GIVEN EXERCISE: Pick out each line of the entries below that contains the word "yellow".

SUPPLIED MATERIAL:
○ ○ ○ ○

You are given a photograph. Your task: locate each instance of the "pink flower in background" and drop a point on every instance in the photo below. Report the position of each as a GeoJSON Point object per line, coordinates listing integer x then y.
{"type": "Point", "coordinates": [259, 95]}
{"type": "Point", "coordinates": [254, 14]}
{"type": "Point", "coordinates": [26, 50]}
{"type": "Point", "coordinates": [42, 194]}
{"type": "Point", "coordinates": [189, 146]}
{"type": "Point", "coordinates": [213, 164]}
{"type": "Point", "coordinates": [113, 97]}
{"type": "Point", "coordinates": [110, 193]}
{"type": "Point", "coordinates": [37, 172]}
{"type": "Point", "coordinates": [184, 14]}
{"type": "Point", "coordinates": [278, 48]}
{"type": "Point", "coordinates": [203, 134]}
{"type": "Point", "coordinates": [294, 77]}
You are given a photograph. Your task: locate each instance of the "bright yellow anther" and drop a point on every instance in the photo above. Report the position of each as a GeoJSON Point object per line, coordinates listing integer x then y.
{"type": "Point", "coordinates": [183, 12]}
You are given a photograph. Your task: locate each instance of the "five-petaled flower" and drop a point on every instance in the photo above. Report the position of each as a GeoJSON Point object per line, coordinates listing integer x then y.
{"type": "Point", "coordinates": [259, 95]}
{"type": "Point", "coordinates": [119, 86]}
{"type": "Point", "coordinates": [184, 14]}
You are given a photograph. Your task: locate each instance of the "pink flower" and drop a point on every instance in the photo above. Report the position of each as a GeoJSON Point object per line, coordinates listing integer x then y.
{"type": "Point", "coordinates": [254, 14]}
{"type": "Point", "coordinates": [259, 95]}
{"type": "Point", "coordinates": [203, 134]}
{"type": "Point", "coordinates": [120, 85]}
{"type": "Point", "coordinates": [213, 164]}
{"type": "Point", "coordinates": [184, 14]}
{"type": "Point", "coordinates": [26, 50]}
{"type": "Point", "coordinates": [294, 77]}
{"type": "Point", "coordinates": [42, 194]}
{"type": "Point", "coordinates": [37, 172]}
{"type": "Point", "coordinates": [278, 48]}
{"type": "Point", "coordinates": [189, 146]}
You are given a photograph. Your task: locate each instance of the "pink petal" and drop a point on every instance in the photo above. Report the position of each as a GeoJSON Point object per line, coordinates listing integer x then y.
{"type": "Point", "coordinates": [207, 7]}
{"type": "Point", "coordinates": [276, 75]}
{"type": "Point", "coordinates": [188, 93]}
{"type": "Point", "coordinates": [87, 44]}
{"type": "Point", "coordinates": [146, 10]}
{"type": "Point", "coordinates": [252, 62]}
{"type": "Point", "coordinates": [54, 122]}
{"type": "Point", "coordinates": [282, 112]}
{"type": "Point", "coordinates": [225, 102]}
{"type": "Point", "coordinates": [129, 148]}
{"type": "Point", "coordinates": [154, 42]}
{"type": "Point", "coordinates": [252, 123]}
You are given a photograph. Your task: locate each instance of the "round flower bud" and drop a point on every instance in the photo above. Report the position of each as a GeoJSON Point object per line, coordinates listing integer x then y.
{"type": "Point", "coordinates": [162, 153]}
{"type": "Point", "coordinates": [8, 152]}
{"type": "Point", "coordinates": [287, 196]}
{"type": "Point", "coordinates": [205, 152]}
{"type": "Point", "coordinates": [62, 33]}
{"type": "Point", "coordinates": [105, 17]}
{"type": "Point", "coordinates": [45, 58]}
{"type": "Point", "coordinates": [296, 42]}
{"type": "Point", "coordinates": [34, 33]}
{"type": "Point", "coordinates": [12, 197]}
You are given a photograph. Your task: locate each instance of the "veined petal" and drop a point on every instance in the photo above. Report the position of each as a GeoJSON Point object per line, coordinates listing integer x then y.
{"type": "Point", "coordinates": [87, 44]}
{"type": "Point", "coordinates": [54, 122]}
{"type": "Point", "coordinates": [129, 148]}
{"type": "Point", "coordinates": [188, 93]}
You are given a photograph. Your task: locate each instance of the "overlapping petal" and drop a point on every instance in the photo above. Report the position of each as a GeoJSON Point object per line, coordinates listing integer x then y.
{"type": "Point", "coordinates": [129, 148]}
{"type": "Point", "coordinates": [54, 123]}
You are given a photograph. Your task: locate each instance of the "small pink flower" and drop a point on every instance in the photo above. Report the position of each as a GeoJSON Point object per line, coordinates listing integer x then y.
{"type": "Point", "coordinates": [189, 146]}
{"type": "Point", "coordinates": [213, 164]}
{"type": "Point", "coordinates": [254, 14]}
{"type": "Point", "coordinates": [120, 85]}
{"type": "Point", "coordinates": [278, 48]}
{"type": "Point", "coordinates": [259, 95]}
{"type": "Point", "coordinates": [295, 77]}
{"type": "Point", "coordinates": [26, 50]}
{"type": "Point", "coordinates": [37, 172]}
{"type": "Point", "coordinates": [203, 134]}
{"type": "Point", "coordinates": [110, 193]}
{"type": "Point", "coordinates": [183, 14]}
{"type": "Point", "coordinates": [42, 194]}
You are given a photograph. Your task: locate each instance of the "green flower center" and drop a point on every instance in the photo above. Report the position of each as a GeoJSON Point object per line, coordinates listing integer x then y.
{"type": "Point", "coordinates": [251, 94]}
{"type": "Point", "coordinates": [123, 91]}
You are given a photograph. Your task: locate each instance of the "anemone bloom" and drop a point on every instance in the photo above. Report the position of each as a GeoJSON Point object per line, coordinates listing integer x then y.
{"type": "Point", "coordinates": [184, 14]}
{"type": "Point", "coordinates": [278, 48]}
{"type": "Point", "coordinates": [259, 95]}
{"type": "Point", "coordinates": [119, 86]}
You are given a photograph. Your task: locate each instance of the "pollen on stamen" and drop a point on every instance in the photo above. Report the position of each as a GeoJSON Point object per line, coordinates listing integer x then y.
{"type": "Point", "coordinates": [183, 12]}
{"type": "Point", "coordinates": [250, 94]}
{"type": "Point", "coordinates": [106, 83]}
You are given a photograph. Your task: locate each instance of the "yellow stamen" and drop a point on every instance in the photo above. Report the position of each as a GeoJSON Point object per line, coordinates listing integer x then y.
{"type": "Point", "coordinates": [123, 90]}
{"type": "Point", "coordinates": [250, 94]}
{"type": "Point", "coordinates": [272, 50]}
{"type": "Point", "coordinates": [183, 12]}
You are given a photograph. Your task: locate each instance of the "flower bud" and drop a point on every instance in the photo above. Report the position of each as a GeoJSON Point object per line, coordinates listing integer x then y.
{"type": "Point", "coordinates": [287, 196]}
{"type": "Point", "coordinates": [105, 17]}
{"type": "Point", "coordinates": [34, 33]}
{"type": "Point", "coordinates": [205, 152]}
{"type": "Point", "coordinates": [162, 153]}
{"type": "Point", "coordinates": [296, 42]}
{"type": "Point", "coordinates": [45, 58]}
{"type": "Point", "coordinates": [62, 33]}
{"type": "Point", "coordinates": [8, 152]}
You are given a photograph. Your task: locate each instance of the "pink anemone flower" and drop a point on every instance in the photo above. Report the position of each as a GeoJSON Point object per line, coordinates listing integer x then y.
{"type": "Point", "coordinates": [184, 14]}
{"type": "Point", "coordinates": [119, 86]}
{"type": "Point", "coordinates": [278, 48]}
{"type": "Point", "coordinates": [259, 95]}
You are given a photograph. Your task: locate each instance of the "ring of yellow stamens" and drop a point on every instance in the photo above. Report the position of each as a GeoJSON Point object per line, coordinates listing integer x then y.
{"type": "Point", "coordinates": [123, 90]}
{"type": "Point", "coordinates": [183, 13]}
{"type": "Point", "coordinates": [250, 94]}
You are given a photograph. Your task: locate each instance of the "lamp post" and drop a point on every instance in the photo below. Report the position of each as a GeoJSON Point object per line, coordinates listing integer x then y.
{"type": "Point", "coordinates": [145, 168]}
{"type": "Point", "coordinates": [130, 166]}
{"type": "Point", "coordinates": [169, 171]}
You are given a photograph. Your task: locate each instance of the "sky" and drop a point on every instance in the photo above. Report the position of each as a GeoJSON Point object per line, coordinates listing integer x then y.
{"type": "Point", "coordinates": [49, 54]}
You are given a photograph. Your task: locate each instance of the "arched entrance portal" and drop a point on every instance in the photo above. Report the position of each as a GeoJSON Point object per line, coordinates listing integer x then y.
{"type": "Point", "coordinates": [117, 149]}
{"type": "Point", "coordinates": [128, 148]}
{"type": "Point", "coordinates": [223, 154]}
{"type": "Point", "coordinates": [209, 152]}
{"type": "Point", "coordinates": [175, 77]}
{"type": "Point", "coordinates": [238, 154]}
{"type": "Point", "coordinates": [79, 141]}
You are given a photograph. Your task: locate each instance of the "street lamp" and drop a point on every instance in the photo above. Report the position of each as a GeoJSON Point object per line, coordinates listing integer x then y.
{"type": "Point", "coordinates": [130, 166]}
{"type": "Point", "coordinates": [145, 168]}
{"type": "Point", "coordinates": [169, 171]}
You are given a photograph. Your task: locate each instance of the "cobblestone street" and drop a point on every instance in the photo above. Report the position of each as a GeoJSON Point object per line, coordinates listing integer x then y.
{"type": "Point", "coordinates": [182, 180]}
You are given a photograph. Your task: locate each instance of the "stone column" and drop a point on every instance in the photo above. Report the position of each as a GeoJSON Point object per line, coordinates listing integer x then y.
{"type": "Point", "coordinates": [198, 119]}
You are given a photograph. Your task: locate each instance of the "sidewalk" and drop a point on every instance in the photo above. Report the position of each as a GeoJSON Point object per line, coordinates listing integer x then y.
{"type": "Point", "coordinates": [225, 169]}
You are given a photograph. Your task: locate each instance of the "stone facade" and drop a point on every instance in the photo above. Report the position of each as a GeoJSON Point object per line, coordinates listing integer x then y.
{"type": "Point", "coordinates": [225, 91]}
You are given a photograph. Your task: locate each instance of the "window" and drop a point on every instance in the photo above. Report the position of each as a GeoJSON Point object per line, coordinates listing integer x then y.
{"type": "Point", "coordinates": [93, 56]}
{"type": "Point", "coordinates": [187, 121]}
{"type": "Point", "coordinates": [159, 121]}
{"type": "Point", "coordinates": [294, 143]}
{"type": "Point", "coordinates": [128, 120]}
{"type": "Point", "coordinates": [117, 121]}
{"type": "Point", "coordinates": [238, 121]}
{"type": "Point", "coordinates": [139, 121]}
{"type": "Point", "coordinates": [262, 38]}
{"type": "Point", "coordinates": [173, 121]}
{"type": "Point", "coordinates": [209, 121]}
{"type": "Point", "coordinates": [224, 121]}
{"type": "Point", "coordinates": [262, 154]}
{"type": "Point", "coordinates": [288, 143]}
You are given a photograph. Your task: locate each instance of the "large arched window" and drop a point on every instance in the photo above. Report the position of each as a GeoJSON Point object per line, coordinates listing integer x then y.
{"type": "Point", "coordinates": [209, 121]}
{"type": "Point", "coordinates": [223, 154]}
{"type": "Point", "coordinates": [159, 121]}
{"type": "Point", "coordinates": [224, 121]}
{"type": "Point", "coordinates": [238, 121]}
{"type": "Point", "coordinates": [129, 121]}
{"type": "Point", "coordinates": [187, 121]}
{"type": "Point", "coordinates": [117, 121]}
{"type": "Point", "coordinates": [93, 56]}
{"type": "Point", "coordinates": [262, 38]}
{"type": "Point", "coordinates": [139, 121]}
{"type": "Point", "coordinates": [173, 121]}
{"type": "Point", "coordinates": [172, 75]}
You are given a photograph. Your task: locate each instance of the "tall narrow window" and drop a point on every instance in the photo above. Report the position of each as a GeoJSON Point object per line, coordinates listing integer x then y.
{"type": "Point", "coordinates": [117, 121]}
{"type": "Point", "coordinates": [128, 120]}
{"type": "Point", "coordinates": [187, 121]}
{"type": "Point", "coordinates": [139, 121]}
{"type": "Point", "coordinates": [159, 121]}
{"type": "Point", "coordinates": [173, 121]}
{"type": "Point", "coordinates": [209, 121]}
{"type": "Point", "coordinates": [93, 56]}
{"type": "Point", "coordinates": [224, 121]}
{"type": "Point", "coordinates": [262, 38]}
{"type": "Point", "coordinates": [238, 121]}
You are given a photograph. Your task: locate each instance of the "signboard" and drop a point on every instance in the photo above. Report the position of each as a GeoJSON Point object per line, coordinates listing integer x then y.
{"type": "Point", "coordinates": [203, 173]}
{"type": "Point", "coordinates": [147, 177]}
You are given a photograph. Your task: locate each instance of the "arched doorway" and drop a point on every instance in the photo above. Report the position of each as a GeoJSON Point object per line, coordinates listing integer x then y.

○ ○ ○ ○

RESPONSE:
You are given a photograph. Your task: locate each instance of the "bright yellow anther" and drop a point on every instance in the photo above. Report the position of each as a GeoJSON Point object per line, coordinates listing integer x then y.
You are given a photograph. Your task: locate each instance of the "yellow stamen" and drop a point on every instance in the photo above. Report the position of each as a GeoJSON Point object per line, coordinates listing integer x then y.
You are given a photograph. Your task: locate each instance of the "ring of yellow stamens" and drop a point on every instance in the photo above. Report the position of each as a GeoJSON Point object per line, coordinates listing integer x then y.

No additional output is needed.